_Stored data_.
╭──

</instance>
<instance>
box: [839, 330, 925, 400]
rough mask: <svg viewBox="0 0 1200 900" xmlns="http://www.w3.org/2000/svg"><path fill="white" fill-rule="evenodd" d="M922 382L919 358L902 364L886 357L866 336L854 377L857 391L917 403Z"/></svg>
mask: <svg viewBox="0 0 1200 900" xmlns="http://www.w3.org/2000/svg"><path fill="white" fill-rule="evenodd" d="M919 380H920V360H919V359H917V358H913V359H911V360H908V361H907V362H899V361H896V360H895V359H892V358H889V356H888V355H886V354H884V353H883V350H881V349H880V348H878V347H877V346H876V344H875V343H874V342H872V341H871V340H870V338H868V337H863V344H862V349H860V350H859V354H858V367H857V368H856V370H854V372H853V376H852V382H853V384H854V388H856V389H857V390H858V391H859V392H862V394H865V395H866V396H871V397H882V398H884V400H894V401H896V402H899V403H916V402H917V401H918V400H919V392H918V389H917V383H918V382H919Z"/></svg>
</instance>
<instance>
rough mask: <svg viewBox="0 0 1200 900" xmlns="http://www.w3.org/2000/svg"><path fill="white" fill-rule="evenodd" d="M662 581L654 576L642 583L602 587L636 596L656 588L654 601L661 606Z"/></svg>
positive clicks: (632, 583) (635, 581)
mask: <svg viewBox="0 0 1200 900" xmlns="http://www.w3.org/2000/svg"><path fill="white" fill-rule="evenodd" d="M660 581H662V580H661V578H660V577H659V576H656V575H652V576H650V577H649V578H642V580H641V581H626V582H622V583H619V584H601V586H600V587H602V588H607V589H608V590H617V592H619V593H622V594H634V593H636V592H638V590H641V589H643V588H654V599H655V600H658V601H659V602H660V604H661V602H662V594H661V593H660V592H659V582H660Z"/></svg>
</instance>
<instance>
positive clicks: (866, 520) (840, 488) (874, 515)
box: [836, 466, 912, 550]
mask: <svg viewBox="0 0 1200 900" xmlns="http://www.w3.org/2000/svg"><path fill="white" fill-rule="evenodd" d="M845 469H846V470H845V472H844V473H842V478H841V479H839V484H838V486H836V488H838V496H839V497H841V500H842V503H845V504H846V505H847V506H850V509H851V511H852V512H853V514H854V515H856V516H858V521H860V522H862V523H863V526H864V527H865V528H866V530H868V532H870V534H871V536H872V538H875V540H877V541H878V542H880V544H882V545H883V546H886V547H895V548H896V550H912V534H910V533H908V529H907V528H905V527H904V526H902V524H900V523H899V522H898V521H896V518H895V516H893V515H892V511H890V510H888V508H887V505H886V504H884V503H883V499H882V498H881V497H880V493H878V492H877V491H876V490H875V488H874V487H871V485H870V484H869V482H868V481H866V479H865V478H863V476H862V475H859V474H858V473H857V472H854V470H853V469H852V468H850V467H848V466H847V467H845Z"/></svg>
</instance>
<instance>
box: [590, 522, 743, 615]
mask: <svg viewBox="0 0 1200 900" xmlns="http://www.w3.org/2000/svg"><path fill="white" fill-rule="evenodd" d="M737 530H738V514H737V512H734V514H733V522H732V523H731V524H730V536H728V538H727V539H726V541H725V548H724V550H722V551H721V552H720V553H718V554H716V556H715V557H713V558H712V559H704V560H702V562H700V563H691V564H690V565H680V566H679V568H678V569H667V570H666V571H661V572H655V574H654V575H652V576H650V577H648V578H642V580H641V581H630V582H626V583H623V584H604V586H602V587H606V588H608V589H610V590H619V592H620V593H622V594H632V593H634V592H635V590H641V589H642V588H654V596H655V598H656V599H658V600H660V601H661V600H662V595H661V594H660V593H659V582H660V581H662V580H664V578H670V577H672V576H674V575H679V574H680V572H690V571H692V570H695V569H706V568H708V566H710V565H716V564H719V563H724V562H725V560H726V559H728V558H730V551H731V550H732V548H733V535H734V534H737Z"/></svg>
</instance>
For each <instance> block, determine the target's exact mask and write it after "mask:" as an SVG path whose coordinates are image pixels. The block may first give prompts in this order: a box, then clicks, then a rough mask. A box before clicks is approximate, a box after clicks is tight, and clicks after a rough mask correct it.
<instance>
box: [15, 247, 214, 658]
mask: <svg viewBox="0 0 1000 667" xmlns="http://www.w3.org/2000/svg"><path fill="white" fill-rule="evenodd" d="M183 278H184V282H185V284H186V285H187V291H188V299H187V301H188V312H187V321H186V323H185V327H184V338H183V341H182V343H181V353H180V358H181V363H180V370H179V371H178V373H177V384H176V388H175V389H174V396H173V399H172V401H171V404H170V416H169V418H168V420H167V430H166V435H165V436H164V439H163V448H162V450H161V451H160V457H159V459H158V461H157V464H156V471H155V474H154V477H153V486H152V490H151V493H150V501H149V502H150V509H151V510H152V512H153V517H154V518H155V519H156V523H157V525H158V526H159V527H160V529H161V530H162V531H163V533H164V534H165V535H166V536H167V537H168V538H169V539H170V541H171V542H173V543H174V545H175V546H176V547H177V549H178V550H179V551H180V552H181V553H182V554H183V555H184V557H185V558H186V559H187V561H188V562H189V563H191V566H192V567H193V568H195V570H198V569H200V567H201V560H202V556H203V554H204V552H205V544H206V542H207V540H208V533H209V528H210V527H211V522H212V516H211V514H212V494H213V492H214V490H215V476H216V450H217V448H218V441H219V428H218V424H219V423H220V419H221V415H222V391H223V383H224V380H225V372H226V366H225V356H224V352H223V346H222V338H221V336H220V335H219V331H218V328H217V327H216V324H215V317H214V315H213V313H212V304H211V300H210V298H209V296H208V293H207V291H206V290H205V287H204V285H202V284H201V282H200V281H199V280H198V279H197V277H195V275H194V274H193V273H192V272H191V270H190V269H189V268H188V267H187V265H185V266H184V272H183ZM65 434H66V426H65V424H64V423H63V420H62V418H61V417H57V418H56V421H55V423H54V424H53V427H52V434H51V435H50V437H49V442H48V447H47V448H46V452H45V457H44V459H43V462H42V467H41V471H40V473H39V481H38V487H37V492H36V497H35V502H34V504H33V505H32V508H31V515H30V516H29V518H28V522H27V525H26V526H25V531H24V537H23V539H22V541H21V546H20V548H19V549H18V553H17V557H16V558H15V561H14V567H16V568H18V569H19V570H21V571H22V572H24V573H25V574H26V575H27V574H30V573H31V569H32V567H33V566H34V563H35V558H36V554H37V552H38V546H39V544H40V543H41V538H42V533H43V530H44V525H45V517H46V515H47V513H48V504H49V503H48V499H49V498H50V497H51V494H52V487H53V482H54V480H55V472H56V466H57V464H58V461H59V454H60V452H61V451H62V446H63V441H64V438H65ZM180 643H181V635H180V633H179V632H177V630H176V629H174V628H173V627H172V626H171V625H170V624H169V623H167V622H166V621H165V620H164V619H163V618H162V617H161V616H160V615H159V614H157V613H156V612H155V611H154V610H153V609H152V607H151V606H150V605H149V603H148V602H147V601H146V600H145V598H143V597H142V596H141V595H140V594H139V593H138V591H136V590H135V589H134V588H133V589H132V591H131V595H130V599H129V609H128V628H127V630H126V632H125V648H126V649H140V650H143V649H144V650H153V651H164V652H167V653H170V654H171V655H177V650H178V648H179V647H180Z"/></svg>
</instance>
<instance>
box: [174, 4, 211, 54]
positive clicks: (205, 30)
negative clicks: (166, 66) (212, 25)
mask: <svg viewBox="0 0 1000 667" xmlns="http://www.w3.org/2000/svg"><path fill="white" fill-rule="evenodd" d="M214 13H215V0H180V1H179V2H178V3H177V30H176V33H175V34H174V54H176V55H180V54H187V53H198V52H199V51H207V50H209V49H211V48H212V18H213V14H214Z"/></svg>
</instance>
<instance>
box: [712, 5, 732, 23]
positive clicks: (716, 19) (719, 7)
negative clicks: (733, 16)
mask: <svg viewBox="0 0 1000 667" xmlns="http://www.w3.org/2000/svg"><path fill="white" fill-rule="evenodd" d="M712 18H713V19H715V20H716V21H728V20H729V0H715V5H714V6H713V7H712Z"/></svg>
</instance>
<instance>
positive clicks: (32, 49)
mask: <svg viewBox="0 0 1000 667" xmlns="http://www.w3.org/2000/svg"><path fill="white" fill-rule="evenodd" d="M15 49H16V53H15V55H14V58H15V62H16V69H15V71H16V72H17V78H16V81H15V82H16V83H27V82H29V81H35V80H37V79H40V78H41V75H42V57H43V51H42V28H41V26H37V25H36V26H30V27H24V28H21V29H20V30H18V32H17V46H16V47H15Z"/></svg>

╰──

Beginning at the line that holds "positive clicks: (716, 19) (719, 7)", write out word for word each line through the end of the records.

_TASK RESULT_.
positive clicks: (716, 19) (719, 7)
negative clicks: (733, 16)
mask: <svg viewBox="0 0 1000 667" xmlns="http://www.w3.org/2000/svg"><path fill="white" fill-rule="evenodd" d="M712 18H713V19H715V20H716V21H728V20H729V0H715V5H714V6H713V7H712Z"/></svg>
</instance>
<instance>
positive clicks: (32, 49)
mask: <svg viewBox="0 0 1000 667" xmlns="http://www.w3.org/2000/svg"><path fill="white" fill-rule="evenodd" d="M15 49H16V53H15V55H14V58H15V62H16V69H15V71H16V72H17V78H16V81H15V82H16V83H27V82H29V81H35V80H37V79H40V78H41V75H42V57H43V51H42V28H41V26H37V25H36V26H30V27H24V28H21V29H20V30H18V32H17V46H16V47H15Z"/></svg>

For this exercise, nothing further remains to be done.